Bien que le président Félix Tshisekedi ait déclaré la mise en œuvre de la CSU comme une « priorité nationale » en 2019, il a fallu cinq ans à l’état congolais pour élaborer sa stratégie avec le soutien de l’agence de développement américaine, l’USAID, et de l’Organisation mondiale de la santé. En 2021, un Conseil national de la CSU (CNCSU), directement lié à la présidence, a été créé avec pour premier objectif d’évaluer les 519 zones de santé d’un pays quatre fois plus grand que la France. À ce moment-là, le docteur Polydore Kabila, coordonnateur du CNCSU, a observé que l’espérance de vie des Congolais diminuait, contrairement à la tendance générale sur le continent. Pour faire face à ces multiples causes de mortalité, notre Plan stratégique national ambitieux doit avoir une approche multisectorielle pour réaliser la CSU en 2025 », dit-il.

- [Lignes répertoriées]
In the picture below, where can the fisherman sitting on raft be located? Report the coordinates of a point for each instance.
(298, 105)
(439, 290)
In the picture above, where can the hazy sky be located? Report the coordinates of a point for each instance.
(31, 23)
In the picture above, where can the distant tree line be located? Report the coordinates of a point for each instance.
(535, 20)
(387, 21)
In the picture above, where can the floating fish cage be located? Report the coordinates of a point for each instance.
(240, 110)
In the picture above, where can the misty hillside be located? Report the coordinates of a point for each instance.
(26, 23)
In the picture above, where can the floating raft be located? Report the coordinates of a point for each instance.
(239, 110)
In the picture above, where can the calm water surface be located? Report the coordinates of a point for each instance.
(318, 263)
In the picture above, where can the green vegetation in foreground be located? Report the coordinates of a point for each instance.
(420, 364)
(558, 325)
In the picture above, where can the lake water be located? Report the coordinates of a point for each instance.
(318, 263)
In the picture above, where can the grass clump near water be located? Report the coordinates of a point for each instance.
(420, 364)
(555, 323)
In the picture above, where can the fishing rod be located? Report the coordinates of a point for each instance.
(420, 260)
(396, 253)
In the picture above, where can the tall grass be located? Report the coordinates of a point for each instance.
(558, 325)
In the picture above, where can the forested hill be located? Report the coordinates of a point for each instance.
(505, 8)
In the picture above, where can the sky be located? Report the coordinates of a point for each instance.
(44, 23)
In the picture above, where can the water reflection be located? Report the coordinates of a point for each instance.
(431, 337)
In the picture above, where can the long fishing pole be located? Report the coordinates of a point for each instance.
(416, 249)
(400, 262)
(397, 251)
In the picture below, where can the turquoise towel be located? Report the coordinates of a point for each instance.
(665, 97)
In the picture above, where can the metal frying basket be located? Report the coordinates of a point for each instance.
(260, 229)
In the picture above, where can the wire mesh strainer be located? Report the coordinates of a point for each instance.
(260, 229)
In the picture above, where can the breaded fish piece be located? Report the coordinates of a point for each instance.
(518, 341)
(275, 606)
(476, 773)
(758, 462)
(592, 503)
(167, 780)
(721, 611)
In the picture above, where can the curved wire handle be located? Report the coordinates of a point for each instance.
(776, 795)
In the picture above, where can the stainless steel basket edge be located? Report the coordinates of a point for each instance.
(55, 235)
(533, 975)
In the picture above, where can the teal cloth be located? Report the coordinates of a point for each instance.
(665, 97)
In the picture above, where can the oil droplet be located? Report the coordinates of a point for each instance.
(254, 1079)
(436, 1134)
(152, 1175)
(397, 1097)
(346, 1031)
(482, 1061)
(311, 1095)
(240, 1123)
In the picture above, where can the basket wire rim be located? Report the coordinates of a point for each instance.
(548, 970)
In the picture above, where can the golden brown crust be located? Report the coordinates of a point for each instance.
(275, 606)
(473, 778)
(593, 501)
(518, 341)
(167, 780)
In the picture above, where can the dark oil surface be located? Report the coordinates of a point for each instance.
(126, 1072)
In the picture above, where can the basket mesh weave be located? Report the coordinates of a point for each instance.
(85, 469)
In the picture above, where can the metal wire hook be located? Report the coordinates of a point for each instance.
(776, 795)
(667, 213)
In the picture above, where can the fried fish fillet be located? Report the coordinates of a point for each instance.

- [Tâche à réaliser] D'après l'extrait, combien de zones de santé le Conseil national de la CSU avait-il pour premier objectif d'évaluer, s'il vous plaît ?

- [Résultat de la tâche] Il avait pour premier objectif d'évaluer les 519 zones de santé du pays.